┌──

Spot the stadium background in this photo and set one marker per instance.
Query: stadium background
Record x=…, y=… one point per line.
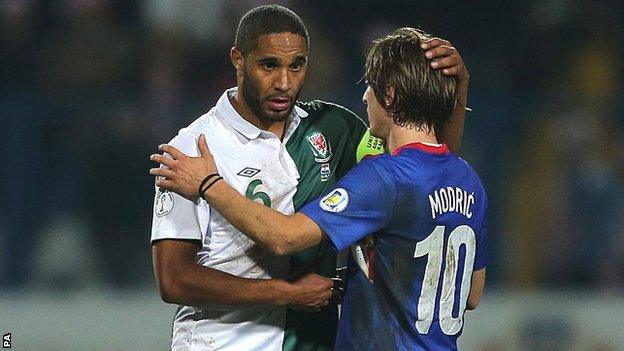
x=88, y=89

└──
┌──

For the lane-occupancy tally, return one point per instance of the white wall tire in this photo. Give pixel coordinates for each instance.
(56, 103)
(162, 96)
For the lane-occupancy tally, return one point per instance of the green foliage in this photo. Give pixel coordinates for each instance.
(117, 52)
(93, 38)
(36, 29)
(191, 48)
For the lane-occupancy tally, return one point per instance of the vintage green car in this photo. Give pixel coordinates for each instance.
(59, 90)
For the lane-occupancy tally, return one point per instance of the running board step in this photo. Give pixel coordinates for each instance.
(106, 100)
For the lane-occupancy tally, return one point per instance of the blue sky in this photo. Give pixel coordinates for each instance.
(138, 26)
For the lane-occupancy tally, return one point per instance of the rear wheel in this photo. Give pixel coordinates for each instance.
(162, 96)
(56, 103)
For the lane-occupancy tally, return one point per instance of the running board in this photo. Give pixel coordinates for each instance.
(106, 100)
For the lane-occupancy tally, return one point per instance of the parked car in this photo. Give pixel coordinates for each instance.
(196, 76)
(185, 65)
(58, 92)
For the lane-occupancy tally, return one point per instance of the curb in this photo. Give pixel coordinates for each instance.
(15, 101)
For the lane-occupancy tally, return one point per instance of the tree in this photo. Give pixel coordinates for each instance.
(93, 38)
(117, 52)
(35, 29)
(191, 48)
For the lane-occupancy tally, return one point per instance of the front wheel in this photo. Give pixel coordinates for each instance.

└──
┌──

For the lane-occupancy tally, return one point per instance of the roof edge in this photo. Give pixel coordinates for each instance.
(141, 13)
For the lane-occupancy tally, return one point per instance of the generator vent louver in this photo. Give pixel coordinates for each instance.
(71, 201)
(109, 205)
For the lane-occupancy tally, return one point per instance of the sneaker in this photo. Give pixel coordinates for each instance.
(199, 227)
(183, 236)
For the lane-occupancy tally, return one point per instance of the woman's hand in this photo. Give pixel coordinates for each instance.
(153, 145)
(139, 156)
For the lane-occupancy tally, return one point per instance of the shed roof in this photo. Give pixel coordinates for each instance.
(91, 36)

└──

- Do this
Pull out every line of the material above that contains the string "stadium".

- The result
Spot the stadium background in this photo and set one marker per instance.
Query: stadium background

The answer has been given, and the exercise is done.